Challenge: Output every line of the records below as a JSON list of strings, one string per line, with blank lines skipped and the pictures left out.

Data for the task:
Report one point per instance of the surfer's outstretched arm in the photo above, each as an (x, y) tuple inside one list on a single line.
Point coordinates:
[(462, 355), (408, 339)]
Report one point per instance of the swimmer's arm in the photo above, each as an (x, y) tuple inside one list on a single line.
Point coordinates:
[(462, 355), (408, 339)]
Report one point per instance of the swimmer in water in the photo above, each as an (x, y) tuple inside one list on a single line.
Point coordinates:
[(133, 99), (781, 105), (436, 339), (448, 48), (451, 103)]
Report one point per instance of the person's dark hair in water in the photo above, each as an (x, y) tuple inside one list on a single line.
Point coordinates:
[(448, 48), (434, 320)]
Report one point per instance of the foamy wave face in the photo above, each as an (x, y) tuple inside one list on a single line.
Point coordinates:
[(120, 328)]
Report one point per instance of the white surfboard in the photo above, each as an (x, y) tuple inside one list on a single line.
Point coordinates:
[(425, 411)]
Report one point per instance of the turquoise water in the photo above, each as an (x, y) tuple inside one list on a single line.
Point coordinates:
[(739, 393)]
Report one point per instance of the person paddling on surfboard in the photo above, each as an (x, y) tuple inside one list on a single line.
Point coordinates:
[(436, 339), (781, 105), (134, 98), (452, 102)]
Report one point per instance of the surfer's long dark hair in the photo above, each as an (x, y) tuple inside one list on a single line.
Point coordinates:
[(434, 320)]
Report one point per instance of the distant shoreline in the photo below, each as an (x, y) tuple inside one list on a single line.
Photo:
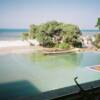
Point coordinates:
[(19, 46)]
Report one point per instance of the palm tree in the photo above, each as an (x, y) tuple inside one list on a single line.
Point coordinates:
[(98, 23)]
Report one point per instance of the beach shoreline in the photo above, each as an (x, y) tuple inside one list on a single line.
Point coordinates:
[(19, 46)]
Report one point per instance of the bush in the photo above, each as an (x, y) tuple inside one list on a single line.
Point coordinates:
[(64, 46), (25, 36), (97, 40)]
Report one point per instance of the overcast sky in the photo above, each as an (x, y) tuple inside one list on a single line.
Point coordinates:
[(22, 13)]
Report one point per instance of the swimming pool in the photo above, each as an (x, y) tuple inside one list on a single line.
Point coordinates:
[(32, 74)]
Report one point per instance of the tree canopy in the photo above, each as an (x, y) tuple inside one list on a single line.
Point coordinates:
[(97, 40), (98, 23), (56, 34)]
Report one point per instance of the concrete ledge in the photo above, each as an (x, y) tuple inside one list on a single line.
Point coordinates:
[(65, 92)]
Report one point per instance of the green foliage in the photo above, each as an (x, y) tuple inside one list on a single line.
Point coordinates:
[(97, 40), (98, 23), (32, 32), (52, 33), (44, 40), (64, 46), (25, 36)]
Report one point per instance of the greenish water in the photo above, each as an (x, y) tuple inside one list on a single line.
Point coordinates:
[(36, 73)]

Result of this task:
[
  "Report one point per instance of the surfer's outstretched arm in the photo above, each as an (x, y) tuple inside one list on a single line.",
  "Point coordinates:",
  "[(462, 355), (408, 339)]",
  "Report one point per instance of the swimmer's arm in the photo above, each as an (x, y) tuple inside one list on a single line.",
  "Point coordinates:",
  "[(462, 355), (408, 339)]",
  "Report one point per instance of the swimmer in water in the photo above, each as an (x, y) tuple inside one list on a single line.",
  "Point coordinates:",
  "[(133, 99), (781, 105), (436, 339), (448, 48), (451, 103)]",
  "Report one point per instance of the person's dark hair in water in the photo above, each as an (x, y) tuple inside one list on a single line.",
  "Point coordinates:",
  "[(448, 48), (434, 320)]",
  "Report one point per instance of the foamy wave face in the photo above, each as an (x, y) tuple inside one list on a single line.",
  "Point coordinates:",
  "[(120, 328)]",
  "Report one point per instance of the white surfboard in the photo above, each as an (x, y) tuple inside one list on a single line.",
  "Point coordinates:",
  "[(425, 411)]",
  "Report one point per instance of the turquoise water in the photo above, each as an (x, y) tuple inside one list on a single line.",
  "Point coordinates:",
  "[(739, 393)]",
  "Report one point per instance of the person paddling on surfboard in the photo above, each as an (x, y) tuple inside one list on a single line.",
  "Point coordinates:",
  "[(436, 339), (781, 105), (134, 98), (452, 102)]",
  "Report one point per instance of the surfer's long dark hair in the photo above, each as an (x, y) tuple inside one list on a single line.",
  "Point coordinates:",
  "[(434, 320)]",
  "Report one point per instance of the distant shoreline in the photo below, each as an (x, y) tuple inside one list on a single line.",
  "Photo:",
  "Point coordinates:",
  "[(19, 46)]",
  "Report one point per instance of the palm tree in the photo above, each as an (x, y) tuple inside one list on a single line.",
  "Point coordinates:",
  "[(98, 23)]",
  "Report one point per instance of the beach shoreline in the photo above, each as an (x, y) tuple inside one list on a single line.",
  "Point coordinates:",
  "[(19, 46)]",
  "Report one point per instance of the bush in the photo above, each as an (x, y) tuple inside one list on a single line.",
  "Point coordinates:",
  "[(64, 46), (25, 36), (97, 40)]",
  "Report one point per instance of the overcast sky in the photo above, each as an (x, y) tuple inside one list on a single line.",
  "Point coordinates:",
  "[(22, 13)]",
  "Report one point per instance of the swimming pool in the photo above, each as an (x, y) tuple inside one list on a single line.",
  "Point coordinates:",
  "[(32, 74)]",
  "Report one point per instance of the tree canopy in the photo above, each as an (x, y) tuple inside one list on a single line.",
  "Point coordinates:",
  "[(97, 40), (98, 23), (56, 34)]",
  "Report one point per instance of the concrete ledge in the photo above, each as an (x, y) tuple inside one list on a single line.",
  "Point coordinates:",
  "[(65, 92)]",
  "Report one point per instance of the green foliage in the photo above, each as an (x, y) tuple inside one list on a single line.",
  "Point coordinates:",
  "[(97, 40), (98, 23), (32, 32), (52, 33), (44, 40), (64, 46), (25, 36)]",
  "Report one point per instance of the greenish water in the photo above, each as an (x, y) tuple inside one list on a single line.",
  "Point coordinates:",
  "[(36, 73)]"
]